**Your goal:** Below are records; extract exactly the lines from the one with "burning wreckage, the" through the final line, including both, but drop the pictures.

Extracted records:
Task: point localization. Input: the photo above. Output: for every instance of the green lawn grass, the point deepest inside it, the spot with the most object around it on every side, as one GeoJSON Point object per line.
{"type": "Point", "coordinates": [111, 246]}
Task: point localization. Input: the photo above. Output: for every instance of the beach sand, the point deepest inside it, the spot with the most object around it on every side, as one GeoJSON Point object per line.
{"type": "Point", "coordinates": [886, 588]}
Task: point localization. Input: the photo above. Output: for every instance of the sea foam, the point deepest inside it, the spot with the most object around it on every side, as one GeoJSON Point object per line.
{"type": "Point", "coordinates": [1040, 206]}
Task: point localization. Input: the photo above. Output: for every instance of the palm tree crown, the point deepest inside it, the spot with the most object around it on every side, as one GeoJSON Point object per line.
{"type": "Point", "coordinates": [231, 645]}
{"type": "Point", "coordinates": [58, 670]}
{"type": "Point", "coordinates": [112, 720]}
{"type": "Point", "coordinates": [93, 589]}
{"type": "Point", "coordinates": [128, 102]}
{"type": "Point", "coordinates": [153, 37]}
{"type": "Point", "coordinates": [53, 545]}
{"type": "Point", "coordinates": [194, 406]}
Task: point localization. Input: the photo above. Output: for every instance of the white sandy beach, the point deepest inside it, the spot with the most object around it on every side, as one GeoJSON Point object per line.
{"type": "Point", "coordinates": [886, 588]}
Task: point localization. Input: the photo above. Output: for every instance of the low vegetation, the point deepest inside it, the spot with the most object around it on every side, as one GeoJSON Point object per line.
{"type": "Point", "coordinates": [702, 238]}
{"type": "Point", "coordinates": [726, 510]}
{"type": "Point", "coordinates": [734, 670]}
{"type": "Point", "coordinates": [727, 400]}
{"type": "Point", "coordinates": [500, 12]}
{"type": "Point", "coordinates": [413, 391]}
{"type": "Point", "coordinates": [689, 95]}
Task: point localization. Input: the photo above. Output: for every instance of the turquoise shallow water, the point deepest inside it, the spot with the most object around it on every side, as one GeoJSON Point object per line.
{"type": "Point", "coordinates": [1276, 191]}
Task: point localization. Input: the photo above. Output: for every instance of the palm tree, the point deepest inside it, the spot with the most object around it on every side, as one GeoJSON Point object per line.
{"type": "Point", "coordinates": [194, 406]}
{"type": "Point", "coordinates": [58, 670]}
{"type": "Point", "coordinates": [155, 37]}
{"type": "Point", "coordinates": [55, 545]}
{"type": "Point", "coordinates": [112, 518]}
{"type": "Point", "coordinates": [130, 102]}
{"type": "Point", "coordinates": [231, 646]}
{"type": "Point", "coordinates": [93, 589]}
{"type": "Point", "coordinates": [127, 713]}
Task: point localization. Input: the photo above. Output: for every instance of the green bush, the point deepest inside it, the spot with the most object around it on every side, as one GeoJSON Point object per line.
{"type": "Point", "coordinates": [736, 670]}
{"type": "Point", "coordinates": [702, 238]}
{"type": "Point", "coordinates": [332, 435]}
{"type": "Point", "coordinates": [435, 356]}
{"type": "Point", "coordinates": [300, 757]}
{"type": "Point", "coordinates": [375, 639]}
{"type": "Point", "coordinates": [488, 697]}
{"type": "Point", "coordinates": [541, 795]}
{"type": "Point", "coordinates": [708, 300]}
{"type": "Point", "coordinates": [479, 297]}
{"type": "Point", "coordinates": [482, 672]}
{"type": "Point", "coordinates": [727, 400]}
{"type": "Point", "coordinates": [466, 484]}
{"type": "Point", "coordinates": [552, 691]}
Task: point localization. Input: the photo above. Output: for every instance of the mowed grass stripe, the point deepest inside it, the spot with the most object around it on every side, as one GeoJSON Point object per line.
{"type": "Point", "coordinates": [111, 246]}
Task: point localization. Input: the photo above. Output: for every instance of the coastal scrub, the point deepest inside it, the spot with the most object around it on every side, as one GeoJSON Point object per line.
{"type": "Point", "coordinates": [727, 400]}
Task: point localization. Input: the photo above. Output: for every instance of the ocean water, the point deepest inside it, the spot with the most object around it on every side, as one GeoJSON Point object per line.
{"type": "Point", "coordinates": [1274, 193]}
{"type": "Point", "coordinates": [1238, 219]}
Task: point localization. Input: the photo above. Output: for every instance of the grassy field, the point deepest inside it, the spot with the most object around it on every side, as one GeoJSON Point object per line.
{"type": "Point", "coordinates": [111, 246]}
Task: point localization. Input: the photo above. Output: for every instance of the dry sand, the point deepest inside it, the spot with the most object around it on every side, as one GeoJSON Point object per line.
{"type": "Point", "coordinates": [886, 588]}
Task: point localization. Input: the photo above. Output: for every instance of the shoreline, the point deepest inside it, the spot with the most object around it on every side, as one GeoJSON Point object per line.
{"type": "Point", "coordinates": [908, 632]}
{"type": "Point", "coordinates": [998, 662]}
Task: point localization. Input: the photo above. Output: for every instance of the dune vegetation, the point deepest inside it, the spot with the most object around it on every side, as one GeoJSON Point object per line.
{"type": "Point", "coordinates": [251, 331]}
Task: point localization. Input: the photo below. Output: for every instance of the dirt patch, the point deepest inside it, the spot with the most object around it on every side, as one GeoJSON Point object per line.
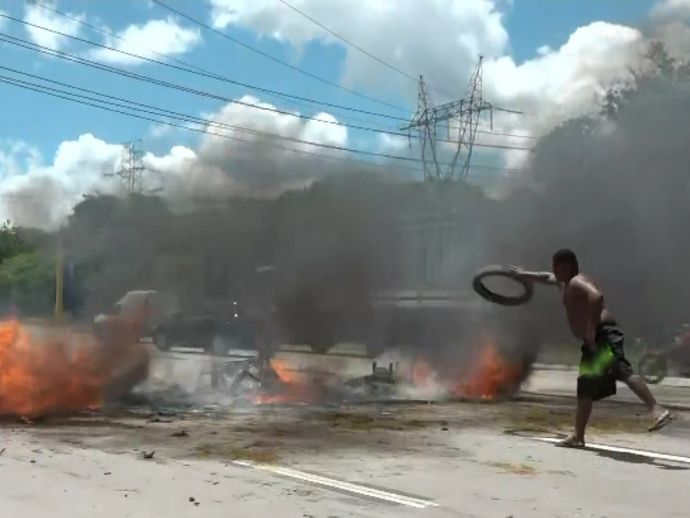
{"type": "Point", "coordinates": [515, 469]}
{"type": "Point", "coordinates": [548, 420]}
{"type": "Point", "coordinates": [359, 421]}
{"type": "Point", "coordinates": [258, 452]}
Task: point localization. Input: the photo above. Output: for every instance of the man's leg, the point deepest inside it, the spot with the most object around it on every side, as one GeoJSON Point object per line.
{"type": "Point", "coordinates": [584, 410]}
{"type": "Point", "coordinates": [641, 390]}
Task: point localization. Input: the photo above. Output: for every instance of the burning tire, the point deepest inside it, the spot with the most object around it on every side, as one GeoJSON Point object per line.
{"type": "Point", "coordinates": [498, 298]}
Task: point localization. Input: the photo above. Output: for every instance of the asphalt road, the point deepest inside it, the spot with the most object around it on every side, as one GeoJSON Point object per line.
{"type": "Point", "coordinates": [436, 460]}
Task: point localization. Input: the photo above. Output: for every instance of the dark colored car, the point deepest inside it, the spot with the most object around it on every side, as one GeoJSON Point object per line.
{"type": "Point", "coordinates": [209, 331]}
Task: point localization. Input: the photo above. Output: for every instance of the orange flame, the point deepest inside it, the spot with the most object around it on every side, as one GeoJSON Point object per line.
{"type": "Point", "coordinates": [295, 388]}
{"type": "Point", "coordinates": [63, 372]}
{"type": "Point", "coordinates": [490, 376]}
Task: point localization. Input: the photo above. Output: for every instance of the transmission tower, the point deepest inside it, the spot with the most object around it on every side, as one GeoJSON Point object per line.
{"type": "Point", "coordinates": [464, 113]}
{"type": "Point", "coordinates": [131, 170]}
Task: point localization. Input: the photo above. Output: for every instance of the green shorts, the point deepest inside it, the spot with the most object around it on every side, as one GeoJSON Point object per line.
{"type": "Point", "coordinates": [600, 369]}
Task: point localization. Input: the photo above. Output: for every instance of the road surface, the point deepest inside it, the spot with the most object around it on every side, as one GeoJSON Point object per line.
{"type": "Point", "coordinates": [378, 460]}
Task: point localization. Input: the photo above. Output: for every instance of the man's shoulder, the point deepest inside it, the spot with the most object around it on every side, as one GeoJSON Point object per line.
{"type": "Point", "coordinates": [580, 282]}
{"type": "Point", "coordinates": [582, 278]}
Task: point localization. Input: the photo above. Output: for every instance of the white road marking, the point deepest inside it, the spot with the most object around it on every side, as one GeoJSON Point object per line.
{"type": "Point", "coordinates": [348, 487]}
{"type": "Point", "coordinates": [618, 449]}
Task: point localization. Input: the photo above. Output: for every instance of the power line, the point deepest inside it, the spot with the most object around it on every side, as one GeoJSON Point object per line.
{"type": "Point", "coordinates": [182, 65]}
{"type": "Point", "coordinates": [273, 58]}
{"type": "Point", "coordinates": [348, 42]}
{"type": "Point", "coordinates": [147, 79]}
{"type": "Point", "coordinates": [119, 107]}
{"type": "Point", "coordinates": [190, 68]}
{"type": "Point", "coordinates": [359, 48]}
{"type": "Point", "coordinates": [154, 110]}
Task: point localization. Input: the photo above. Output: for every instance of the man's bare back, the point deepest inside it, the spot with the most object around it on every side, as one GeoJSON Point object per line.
{"type": "Point", "coordinates": [577, 297]}
{"type": "Point", "coordinates": [603, 359]}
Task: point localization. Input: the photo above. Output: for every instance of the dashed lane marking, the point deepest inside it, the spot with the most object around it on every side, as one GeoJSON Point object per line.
{"type": "Point", "coordinates": [348, 487]}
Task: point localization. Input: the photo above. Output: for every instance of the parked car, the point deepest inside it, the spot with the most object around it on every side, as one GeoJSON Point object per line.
{"type": "Point", "coordinates": [141, 308]}
{"type": "Point", "coordinates": [210, 331]}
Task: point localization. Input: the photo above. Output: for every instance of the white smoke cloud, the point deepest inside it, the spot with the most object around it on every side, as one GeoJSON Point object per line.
{"type": "Point", "coordinates": [225, 162]}
{"type": "Point", "coordinates": [236, 161]}
{"type": "Point", "coordinates": [41, 17]}
{"type": "Point", "coordinates": [393, 30]}
{"type": "Point", "coordinates": [151, 39]}
{"type": "Point", "coordinates": [36, 193]}
{"type": "Point", "coordinates": [670, 9]}
{"type": "Point", "coordinates": [551, 87]}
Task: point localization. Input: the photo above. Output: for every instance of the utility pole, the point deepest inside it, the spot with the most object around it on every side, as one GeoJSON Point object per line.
{"type": "Point", "coordinates": [59, 281]}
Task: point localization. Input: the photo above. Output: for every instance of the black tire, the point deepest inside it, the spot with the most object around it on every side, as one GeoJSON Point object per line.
{"type": "Point", "coordinates": [497, 298]}
{"type": "Point", "coordinates": [160, 338]}
{"type": "Point", "coordinates": [321, 348]}
{"type": "Point", "coordinates": [653, 367]}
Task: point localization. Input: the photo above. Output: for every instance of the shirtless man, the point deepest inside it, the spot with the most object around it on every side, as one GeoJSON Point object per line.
{"type": "Point", "coordinates": [603, 360]}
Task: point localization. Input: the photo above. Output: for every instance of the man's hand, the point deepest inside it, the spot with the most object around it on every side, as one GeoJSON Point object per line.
{"type": "Point", "coordinates": [540, 277]}
{"type": "Point", "coordinates": [591, 337]}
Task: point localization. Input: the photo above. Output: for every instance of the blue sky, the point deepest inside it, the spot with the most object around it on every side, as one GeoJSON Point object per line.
{"type": "Point", "coordinates": [551, 59]}
{"type": "Point", "coordinates": [45, 122]}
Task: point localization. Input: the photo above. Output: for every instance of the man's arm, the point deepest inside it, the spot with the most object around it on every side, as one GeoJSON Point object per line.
{"type": "Point", "coordinates": [547, 278]}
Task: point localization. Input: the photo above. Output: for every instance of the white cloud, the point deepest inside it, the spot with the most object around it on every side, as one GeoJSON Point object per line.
{"type": "Point", "coordinates": [670, 9]}
{"type": "Point", "coordinates": [39, 193]}
{"type": "Point", "coordinates": [394, 30]}
{"type": "Point", "coordinates": [568, 81]}
{"type": "Point", "coordinates": [556, 84]}
{"type": "Point", "coordinates": [255, 163]}
{"type": "Point", "coordinates": [41, 17]}
{"type": "Point", "coordinates": [42, 194]}
{"type": "Point", "coordinates": [151, 39]}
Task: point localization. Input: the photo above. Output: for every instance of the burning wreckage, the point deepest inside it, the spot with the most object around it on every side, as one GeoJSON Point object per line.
{"type": "Point", "coordinates": [57, 370]}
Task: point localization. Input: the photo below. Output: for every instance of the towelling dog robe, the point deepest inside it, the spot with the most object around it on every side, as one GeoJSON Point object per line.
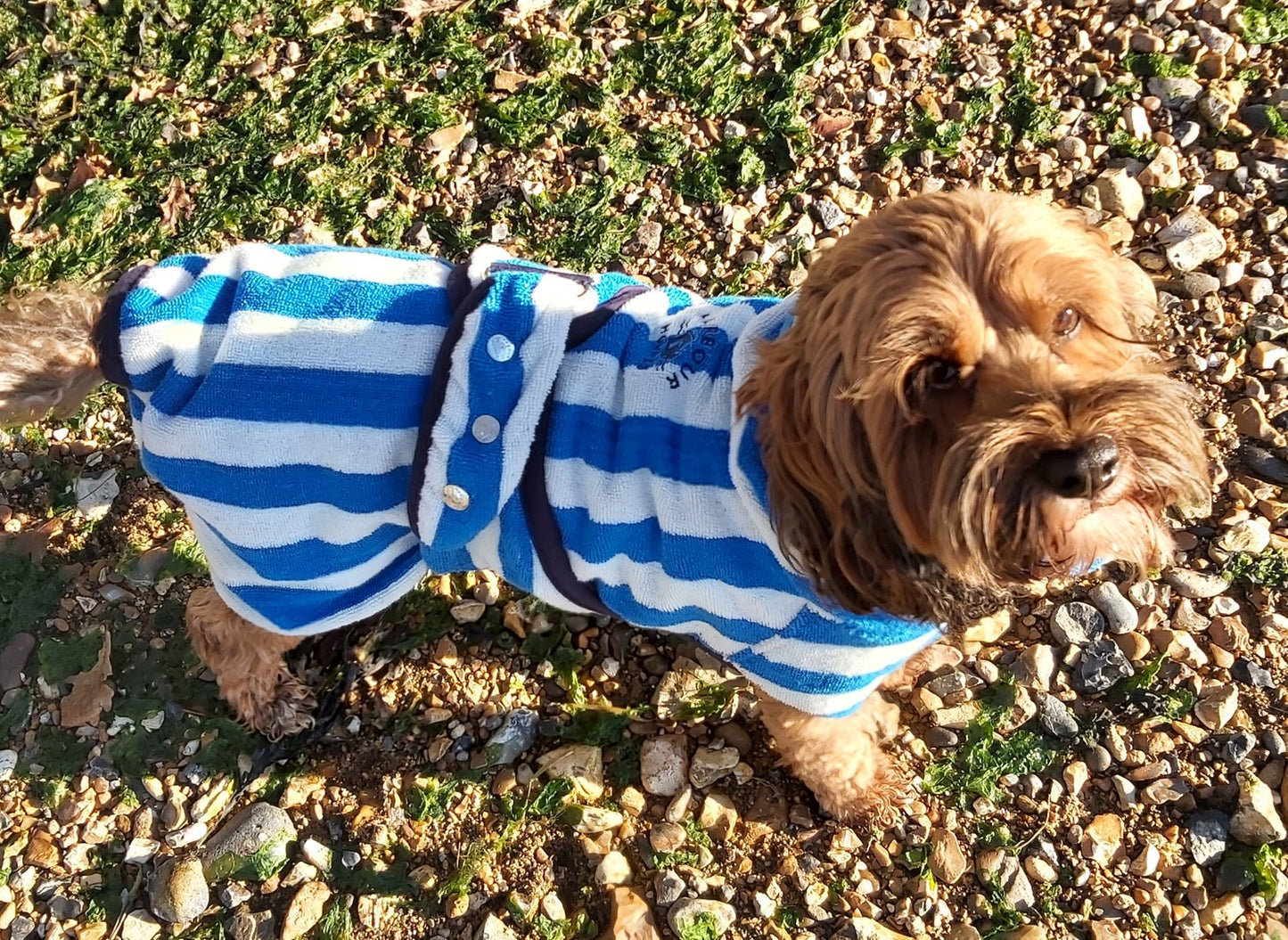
{"type": "Point", "coordinates": [338, 422]}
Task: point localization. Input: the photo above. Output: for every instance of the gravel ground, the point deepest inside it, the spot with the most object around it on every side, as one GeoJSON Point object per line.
{"type": "Point", "coordinates": [1113, 765]}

**Answer to the exercise:**
Task: point localization. Input: the photo above. Output: for every instance of the burning wreckage, the point deepest inside it, the spot with the most object around it on every side, as one GeoJSON Point object per line.
{"type": "Point", "coordinates": [57, 370]}
Task: point localization. Input: the photo below. Output: for every instance of the towelling dog robe, the point deepest inside it, the spot with the most object around it on every side, as one GeoJSON Point object per line.
{"type": "Point", "coordinates": [338, 422]}
Task: point localization. Input: the photo above. Output: for every instance of the gravel ground, the point deepest inside it, the spot with the most object around it on every side, as one GeoJSON Point object per line.
{"type": "Point", "coordinates": [1113, 765]}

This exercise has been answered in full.